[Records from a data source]
========
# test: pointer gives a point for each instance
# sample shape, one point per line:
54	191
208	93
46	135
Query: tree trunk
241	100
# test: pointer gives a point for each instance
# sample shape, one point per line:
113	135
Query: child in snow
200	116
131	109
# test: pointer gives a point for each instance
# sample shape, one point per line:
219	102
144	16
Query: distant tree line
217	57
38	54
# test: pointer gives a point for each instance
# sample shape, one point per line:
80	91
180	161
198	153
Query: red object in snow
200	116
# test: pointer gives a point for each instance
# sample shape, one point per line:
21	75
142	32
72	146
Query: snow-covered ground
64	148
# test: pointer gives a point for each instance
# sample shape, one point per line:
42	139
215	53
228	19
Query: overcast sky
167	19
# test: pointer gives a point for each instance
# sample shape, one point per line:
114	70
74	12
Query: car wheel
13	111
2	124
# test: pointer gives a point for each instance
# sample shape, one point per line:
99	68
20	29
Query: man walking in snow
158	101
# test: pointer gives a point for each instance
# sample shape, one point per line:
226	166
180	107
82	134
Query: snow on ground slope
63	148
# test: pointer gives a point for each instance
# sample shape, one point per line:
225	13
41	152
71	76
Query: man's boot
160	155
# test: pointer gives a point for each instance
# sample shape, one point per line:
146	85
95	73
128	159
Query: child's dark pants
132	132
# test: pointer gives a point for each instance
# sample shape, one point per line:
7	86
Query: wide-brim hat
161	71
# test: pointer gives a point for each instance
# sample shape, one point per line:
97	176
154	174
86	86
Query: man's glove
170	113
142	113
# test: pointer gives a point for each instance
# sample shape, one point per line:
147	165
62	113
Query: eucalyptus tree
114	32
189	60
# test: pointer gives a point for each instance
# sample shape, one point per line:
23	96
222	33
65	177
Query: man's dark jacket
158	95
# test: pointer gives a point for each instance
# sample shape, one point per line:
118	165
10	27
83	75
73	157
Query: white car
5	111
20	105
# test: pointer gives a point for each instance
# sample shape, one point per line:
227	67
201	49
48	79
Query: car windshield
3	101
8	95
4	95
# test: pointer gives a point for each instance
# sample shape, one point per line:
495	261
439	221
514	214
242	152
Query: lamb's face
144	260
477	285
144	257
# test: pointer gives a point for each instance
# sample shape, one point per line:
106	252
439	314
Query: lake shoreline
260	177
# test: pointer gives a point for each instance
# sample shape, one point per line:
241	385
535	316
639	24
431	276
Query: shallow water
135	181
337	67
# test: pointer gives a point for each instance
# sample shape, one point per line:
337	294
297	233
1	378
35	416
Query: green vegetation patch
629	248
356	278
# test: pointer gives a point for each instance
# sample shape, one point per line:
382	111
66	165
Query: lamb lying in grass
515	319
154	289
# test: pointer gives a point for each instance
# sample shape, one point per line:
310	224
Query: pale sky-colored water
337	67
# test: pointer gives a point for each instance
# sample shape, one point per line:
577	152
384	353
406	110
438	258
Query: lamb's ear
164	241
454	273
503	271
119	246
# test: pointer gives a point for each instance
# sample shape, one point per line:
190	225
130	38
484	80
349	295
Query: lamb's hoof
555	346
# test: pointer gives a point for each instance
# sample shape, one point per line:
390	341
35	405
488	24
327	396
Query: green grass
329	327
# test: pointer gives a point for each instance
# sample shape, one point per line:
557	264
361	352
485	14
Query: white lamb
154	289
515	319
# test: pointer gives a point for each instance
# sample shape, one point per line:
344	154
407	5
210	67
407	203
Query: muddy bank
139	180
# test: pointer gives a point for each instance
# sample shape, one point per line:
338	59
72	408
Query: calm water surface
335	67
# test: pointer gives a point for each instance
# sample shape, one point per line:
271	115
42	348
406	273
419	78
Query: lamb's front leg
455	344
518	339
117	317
========
> [EXERCISE BRIEF] Pick out every line above that contains the word "snow", and copy each of those lines.

> [TASK ANSWER]
Query: child in snow
Query: red object in snow
Query: snow-covered ground
Query: man walking in snow
Query: snow on ground slope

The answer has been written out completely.